ENTRIES PROVIDED Start Marker

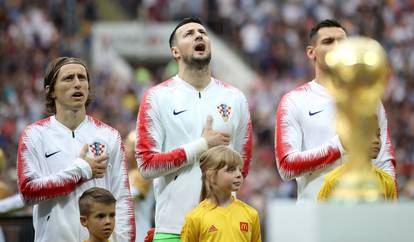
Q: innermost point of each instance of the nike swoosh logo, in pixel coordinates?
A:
(176, 113)
(311, 114)
(49, 155)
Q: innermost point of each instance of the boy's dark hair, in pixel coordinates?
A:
(51, 75)
(327, 23)
(92, 196)
(181, 23)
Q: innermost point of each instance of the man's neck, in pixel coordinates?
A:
(198, 78)
(70, 118)
(321, 78)
(94, 239)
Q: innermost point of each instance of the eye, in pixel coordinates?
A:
(231, 169)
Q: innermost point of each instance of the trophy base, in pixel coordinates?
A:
(357, 186)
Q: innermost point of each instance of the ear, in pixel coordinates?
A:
(84, 221)
(175, 52)
(310, 52)
(47, 90)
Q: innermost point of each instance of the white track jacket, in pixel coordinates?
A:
(169, 126)
(306, 144)
(53, 177)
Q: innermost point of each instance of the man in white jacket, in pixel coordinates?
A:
(306, 144)
(183, 117)
(63, 155)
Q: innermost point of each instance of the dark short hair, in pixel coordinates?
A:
(51, 75)
(181, 23)
(92, 196)
(327, 23)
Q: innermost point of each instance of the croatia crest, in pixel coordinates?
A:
(97, 148)
(225, 111)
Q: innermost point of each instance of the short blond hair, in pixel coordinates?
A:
(213, 160)
(92, 196)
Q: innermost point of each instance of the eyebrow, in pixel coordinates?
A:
(192, 30)
(73, 74)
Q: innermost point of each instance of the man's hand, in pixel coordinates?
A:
(212, 137)
(97, 164)
(376, 145)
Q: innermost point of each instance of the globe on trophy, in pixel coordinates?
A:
(359, 70)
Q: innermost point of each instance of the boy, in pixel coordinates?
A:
(97, 213)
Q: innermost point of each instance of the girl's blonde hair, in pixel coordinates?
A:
(211, 162)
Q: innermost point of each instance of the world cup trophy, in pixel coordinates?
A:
(358, 69)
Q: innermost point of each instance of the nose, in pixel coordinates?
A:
(108, 220)
(198, 36)
(77, 82)
(238, 174)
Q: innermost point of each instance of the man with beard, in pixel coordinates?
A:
(61, 156)
(307, 146)
(181, 118)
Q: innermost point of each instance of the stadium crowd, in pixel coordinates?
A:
(269, 35)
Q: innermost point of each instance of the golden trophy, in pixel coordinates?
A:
(358, 69)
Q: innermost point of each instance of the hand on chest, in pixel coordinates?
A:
(190, 116)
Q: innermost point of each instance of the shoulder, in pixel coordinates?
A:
(333, 175)
(197, 212)
(298, 92)
(36, 128)
(387, 178)
(101, 126)
(250, 210)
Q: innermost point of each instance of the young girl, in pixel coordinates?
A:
(220, 216)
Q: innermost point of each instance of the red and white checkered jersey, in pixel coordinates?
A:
(306, 144)
(169, 127)
(53, 177)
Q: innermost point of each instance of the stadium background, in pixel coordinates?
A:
(269, 36)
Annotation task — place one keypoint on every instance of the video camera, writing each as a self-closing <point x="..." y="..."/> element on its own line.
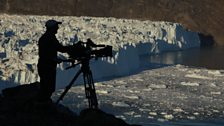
<point x="89" y="49"/>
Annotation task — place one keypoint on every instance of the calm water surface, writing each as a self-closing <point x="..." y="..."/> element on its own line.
<point x="212" y="57"/>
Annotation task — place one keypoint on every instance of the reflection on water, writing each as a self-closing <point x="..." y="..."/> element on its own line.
<point x="211" y="58"/>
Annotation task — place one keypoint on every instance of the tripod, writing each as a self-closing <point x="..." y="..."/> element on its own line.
<point x="88" y="83"/>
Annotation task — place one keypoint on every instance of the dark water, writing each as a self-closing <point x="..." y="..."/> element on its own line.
<point x="210" y="57"/>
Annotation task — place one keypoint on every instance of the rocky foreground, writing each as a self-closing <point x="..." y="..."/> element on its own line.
<point x="18" y="107"/>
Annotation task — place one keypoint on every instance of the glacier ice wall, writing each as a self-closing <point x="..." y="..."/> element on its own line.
<point x="130" y="39"/>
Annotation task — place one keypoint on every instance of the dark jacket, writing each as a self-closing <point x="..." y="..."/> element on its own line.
<point x="48" y="47"/>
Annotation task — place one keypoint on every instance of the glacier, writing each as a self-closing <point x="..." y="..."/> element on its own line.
<point x="130" y="39"/>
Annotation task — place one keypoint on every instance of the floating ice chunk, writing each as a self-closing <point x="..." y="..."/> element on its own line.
<point x="102" y="92"/>
<point x="198" y="76"/>
<point x="153" y="113"/>
<point x="120" y="104"/>
<point x="189" y="84"/>
<point x="216" y="93"/>
<point x="131" y="97"/>
<point x="158" y="86"/>
<point x="168" y="117"/>
<point x="178" y="110"/>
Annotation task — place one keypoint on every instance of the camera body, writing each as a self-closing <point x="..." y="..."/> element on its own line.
<point x="88" y="49"/>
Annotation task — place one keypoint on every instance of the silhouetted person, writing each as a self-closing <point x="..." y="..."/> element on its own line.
<point x="47" y="63"/>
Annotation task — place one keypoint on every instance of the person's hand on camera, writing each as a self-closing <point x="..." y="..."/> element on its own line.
<point x="58" y="60"/>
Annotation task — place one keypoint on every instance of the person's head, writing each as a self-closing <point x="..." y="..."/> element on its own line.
<point x="52" y="26"/>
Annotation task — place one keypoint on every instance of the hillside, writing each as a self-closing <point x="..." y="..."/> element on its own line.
<point x="205" y="16"/>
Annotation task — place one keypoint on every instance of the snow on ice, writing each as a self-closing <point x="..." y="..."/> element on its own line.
<point x="129" y="38"/>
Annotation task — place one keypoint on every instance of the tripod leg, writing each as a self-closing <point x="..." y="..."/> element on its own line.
<point x="90" y="90"/>
<point x="69" y="86"/>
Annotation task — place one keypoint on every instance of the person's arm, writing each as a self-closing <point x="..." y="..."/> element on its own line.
<point x="62" y="48"/>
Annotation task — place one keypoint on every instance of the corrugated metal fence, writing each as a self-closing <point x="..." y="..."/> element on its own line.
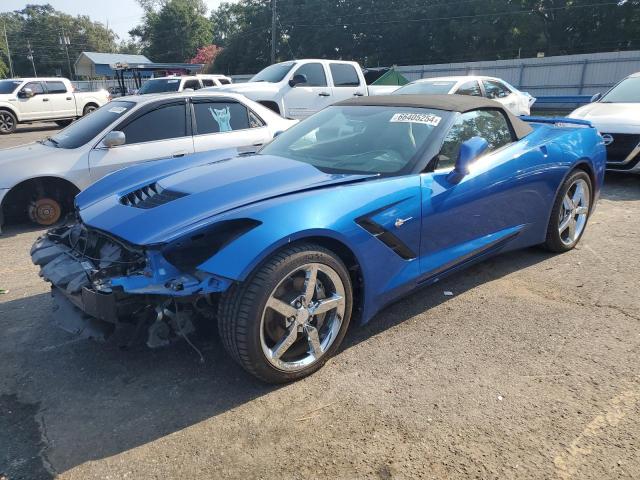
<point x="583" y="74"/>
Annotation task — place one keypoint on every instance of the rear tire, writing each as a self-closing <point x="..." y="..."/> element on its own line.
<point x="268" y="324"/>
<point x="8" y="122"/>
<point x="570" y="213"/>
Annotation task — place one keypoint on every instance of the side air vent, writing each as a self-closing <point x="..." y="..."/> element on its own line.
<point x="150" y="196"/>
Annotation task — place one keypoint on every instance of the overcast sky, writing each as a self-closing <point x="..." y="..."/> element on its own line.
<point x="122" y="15"/>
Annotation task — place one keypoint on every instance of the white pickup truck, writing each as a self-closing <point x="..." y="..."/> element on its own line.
<point x="27" y="100"/>
<point x="299" y="88"/>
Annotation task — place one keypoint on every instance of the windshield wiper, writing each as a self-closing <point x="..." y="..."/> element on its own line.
<point x="50" y="139"/>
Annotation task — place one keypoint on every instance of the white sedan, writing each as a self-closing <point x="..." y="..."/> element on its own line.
<point x="616" y="115"/>
<point x="519" y="103"/>
<point x="40" y="180"/>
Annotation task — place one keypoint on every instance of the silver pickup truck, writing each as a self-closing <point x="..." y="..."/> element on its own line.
<point x="27" y="100"/>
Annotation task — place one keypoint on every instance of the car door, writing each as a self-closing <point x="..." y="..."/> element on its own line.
<point x="61" y="102"/>
<point x="346" y="82"/>
<point x="307" y="98"/>
<point x="160" y="130"/>
<point x="489" y="205"/>
<point x="226" y="123"/>
<point x="35" y="107"/>
<point x="496" y="90"/>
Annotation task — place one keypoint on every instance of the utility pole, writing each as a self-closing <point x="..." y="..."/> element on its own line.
<point x="273" y="31"/>
<point x="6" y="40"/>
<point x="64" y="40"/>
<point x="30" y="57"/>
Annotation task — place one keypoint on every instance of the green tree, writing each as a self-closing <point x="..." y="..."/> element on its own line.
<point x="387" y="32"/>
<point x="173" y="30"/>
<point x="41" y="28"/>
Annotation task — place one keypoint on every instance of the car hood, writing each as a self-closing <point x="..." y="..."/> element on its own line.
<point x="199" y="193"/>
<point x="611" y="117"/>
<point x="19" y="162"/>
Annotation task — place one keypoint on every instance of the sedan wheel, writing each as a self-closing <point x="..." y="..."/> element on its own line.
<point x="45" y="211"/>
<point x="290" y="316"/>
<point x="570" y="213"/>
<point x="8" y="122"/>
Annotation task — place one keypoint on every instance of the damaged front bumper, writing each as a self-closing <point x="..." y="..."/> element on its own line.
<point x="102" y="285"/>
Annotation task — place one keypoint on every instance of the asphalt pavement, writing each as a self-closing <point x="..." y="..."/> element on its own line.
<point x="531" y="369"/>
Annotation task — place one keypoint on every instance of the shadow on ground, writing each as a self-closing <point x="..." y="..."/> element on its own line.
<point x="90" y="401"/>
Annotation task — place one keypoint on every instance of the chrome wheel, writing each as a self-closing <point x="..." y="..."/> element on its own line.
<point x="302" y="317"/>
<point x="7" y="122"/>
<point x="574" y="212"/>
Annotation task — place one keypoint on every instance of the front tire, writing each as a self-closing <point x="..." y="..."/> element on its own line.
<point x="290" y="316"/>
<point x="570" y="213"/>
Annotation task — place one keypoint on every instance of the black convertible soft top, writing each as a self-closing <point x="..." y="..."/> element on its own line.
<point x="449" y="103"/>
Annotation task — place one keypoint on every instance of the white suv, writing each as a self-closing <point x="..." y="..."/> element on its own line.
<point x="616" y="115"/>
<point x="179" y="84"/>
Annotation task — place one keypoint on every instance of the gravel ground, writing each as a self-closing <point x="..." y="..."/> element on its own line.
<point x="530" y="370"/>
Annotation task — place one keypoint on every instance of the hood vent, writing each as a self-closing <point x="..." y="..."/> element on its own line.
<point x="150" y="196"/>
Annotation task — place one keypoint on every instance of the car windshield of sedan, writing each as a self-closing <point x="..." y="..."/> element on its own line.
<point x="160" y="85"/>
<point x="627" y="91"/>
<point x="426" y="88"/>
<point x="9" y="86"/>
<point x="86" y="128"/>
<point x="273" y="73"/>
<point x="359" y="139"/>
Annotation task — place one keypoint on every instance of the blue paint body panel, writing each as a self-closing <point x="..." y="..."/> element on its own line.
<point x="504" y="203"/>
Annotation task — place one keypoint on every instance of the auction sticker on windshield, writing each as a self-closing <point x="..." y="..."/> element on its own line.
<point x="425" y="118"/>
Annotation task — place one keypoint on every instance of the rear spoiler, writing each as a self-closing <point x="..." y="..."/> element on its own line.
<point x="556" y="120"/>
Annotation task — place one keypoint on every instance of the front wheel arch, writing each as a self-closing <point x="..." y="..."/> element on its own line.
<point x="16" y="202"/>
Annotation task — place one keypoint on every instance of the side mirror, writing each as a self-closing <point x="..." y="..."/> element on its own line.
<point x="26" y="93"/>
<point x="297" y="79"/>
<point x="114" y="139"/>
<point x="469" y="152"/>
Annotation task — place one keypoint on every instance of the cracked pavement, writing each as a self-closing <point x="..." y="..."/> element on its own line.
<point x="531" y="369"/>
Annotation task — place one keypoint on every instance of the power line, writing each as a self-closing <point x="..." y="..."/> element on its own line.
<point x="457" y="17"/>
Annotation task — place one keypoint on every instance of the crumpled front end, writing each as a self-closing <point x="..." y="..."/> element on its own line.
<point x="101" y="285"/>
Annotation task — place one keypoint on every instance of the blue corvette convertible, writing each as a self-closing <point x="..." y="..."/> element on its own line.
<point x="335" y="218"/>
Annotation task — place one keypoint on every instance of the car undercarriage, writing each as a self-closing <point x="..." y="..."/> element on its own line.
<point x="102" y="286"/>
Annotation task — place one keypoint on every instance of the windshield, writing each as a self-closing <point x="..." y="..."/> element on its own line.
<point x="160" y="85"/>
<point x="425" y="88"/>
<point x="359" y="139"/>
<point x="627" y="91"/>
<point x="273" y="73"/>
<point x="87" y="127"/>
<point x="9" y="86"/>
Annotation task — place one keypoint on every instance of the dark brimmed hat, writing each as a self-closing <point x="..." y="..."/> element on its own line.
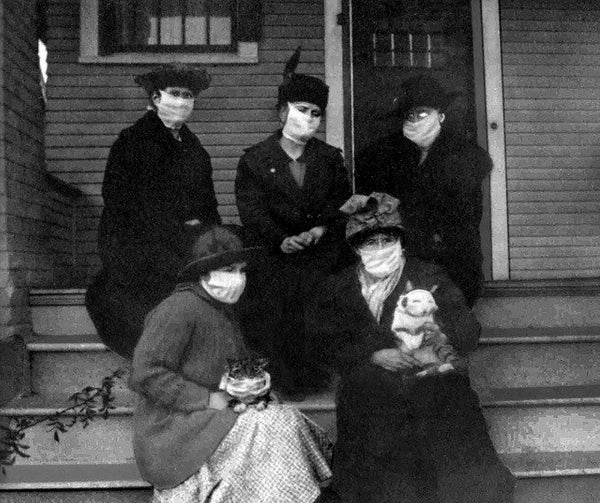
<point x="377" y="212"/>
<point x="421" y="91"/>
<point x="216" y="247"/>
<point x="300" y="87"/>
<point x="196" y="79"/>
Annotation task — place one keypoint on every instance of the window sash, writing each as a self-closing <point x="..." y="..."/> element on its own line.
<point x="180" y="21"/>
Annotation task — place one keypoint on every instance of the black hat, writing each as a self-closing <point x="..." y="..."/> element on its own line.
<point x="216" y="247"/>
<point x="300" y="87"/>
<point x="196" y="79"/>
<point x="422" y="91"/>
<point x="377" y="212"/>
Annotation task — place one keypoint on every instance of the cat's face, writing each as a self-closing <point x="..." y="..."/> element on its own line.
<point x="246" y="368"/>
<point x="417" y="303"/>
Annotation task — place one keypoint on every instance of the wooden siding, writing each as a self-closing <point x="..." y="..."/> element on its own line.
<point x="90" y="103"/>
<point x="551" y="71"/>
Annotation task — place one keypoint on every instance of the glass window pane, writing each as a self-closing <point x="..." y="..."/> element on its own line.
<point x="171" y="28"/>
<point x="195" y="23"/>
<point x="220" y="22"/>
<point x="220" y="30"/>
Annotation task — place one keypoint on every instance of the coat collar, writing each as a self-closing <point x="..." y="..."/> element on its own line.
<point x="274" y="163"/>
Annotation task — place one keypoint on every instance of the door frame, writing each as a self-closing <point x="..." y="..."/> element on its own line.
<point x="489" y="112"/>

ENTRIES PROVIDED End Marker

**TASK OBJECTIVE:** From the entries, copy every line in which the word "trophy" occurs.

**RESULT:**
Q: innermost point of each instance of the trophy base, in pixel coordinates?
Q: innermost point of each instance of the globe on trophy, in pixel coordinates?
Q: innermost point of each instance of the world cup trophy, in pixel coordinates?
Q: innermost point of each instance of the golden trophy, in pixel coordinates?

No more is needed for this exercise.